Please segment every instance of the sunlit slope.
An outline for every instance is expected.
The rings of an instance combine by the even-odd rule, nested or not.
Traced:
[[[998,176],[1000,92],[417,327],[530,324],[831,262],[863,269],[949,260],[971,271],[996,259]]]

§ **WHAT IS REQUIRED**
Starting with the line that contains "The rings of", write out each line through the end of the listing, exactly as it appears, and include nothing else.

§ **OUTPUT**
The rings of an instance combine by the even-odd rule, nested or not.
Traced:
[[[998,176],[1000,92],[417,327],[530,324],[831,262],[863,269],[949,260],[971,271],[996,259]]]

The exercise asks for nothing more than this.